* What is being asked
Identify every line in the records below that contains the word "truck", and copy each one in full. Case counts.

** START OF Input for this task **

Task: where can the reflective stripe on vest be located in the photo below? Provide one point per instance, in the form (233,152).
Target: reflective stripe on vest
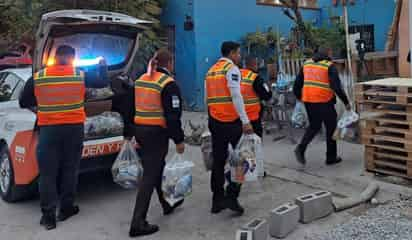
(60,93)
(316,87)
(251,99)
(148,99)
(219,99)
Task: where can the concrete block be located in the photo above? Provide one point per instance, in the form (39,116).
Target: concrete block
(283,220)
(259,228)
(315,206)
(244,235)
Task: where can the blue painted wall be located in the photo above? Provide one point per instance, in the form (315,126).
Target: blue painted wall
(377,12)
(219,20)
(185,69)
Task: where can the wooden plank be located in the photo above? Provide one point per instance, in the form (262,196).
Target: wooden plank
(373,92)
(390,173)
(390,82)
(361,101)
(392,156)
(377,137)
(388,147)
(391,165)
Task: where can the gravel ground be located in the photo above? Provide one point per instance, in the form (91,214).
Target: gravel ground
(392,221)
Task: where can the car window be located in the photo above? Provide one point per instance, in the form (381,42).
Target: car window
(9,82)
(17,90)
(4,88)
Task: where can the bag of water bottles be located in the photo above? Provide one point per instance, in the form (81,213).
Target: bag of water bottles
(348,128)
(177,179)
(127,170)
(244,162)
(299,116)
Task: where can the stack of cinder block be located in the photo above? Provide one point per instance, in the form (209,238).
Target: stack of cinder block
(285,218)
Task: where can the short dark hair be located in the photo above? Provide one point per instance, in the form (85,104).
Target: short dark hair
(163,57)
(65,50)
(249,59)
(228,47)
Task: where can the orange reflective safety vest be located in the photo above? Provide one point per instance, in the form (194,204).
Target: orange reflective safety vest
(251,99)
(219,99)
(316,86)
(148,99)
(60,92)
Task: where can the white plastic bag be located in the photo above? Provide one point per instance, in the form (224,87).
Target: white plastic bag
(243,164)
(177,179)
(104,125)
(299,116)
(127,170)
(347,128)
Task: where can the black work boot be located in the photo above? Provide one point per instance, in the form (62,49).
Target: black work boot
(142,229)
(234,205)
(67,212)
(48,220)
(167,209)
(333,161)
(232,194)
(218,204)
(300,155)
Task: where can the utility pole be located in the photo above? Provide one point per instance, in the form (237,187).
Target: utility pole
(348,50)
(410,31)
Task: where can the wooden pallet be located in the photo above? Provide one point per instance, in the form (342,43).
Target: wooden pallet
(389,162)
(385,91)
(381,109)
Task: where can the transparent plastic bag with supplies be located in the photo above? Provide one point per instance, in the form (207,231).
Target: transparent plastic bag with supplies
(299,116)
(348,127)
(244,162)
(127,170)
(177,179)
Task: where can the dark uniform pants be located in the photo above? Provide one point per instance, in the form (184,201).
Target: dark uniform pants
(154,143)
(223,134)
(59,152)
(319,113)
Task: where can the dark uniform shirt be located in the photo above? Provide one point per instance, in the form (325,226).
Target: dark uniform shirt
(262,89)
(172,107)
(335,84)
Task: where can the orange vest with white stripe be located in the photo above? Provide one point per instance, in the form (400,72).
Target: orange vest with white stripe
(219,99)
(148,99)
(316,86)
(251,99)
(60,92)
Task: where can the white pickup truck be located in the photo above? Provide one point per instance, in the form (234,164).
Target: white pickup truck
(94,35)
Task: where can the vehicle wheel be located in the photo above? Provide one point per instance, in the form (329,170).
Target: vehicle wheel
(9,191)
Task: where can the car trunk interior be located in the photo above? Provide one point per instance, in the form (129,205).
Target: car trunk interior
(117,45)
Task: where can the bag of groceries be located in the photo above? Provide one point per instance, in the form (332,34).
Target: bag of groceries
(127,169)
(243,163)
(177,179)
(104,125)
(299,116)
(348,127)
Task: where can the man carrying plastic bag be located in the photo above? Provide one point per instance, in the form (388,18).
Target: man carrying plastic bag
(127,170)
(299,116)
(177,179)
(158,110)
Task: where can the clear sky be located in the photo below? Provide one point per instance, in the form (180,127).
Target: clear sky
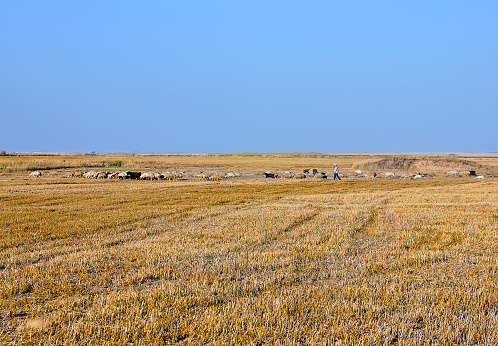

** END OF Input for this task **

* Output for this task
Task: where can the white pickup truck be located in the photo above? Provide one point per instance, in the form (234,164).
Target: white pickup truck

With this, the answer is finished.